(Image point grounding data)
----
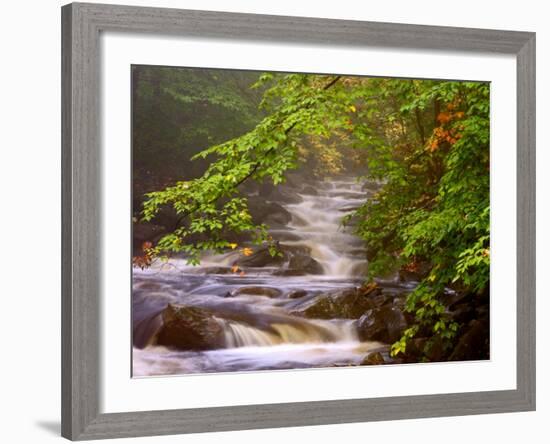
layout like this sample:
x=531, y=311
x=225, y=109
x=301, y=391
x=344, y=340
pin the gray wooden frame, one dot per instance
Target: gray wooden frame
x=81, y=166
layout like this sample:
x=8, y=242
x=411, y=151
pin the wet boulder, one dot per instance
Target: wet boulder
x=260, y=258
x=291, y=260
x=297, y=294
x=190, y=328
x=375, y=358
x=344, y=304
x=270, y=292
x=301, y=264
x=385, y=324
x=308, y=189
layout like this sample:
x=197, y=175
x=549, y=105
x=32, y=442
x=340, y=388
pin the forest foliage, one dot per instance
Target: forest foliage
x=426, y=142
----
When you copy the entries above, keep every word exactly and omit the images.

Solution to this task ::
layout like this sample:
x=531, y=311
x=225, y=109
x=301, y=391
x=344, y=340
pin the gray wooden frame, one dot per instance
Target: gray wooden frame
x=81, y=166
layout like this sample:
x=8, y=242
x=411, y=151
pin the wet boulder, one dot per instance
Target: wet boulder
x=260, y=258
x=291, y=260
x=297, y=294
x=190, y=328
x=375, y=358
x=344, y=304
x=270, y=292
x=301, y=264
x=385, y=324
x=308, y=189
layout like this sample:
x=197, y=175
x=549, y=105
x=32, y=442
x=340, y=388
pin the forest foliage, one dot per instance
Target: forest foliage
x=426, y=142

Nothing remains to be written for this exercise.